Express every line of the rows below as a JSON list of strings, one string per line, skipping blank lines and leaving out the pictures.
※
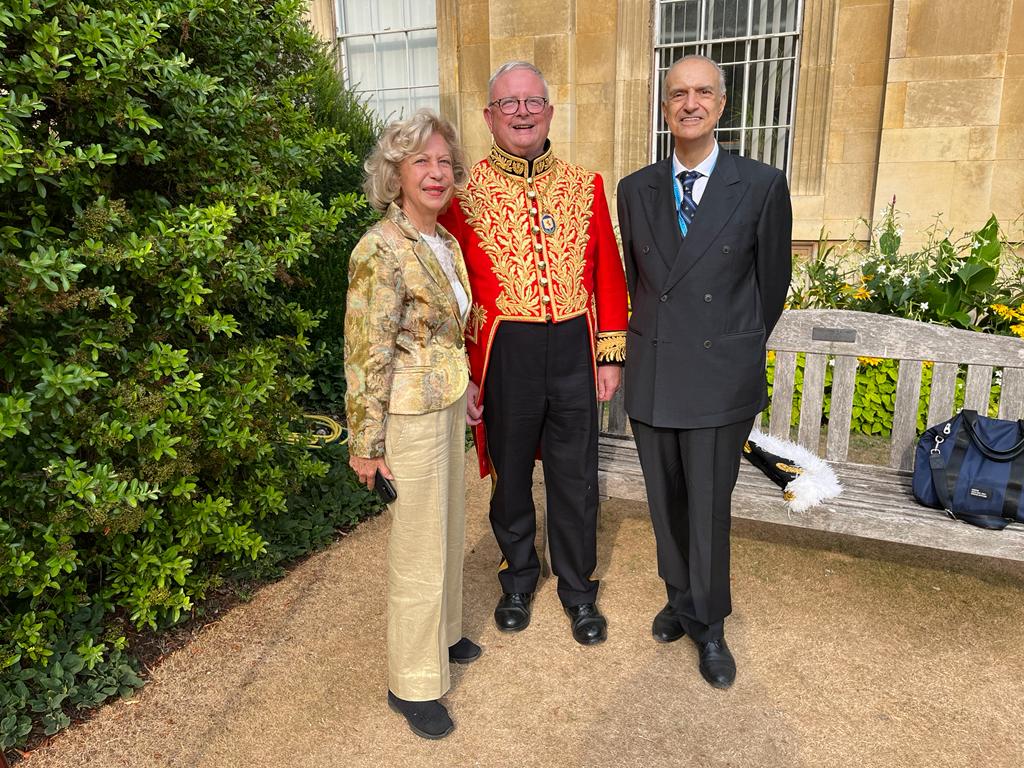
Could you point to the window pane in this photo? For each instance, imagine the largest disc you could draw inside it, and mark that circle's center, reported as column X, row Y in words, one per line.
column 392, row 68
column 680, row 20
column 392, row 59
column 422, row 13
column 361, row 64
column 394, row 103
column 423, row 50
column 356, row 15
column 727, row 18
column 390, row 14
※
- Solution:
[
  "Could you point to the window pane in this photo? For each instance, imagine the largest disc you could draw inside it, and mark that circle's center, reported as column X, row Y in words, one per line.",
  "column 392, row 68",
  "column 680, row 20",
  "column 392, row 59",
  "column 422, row 13",
  "column 361, row 64",
  "column 394, row 103",
  "column 423, row 50",
  "column 356, row 15",
  "column 727, row 18",
  "column 390, row 14"
]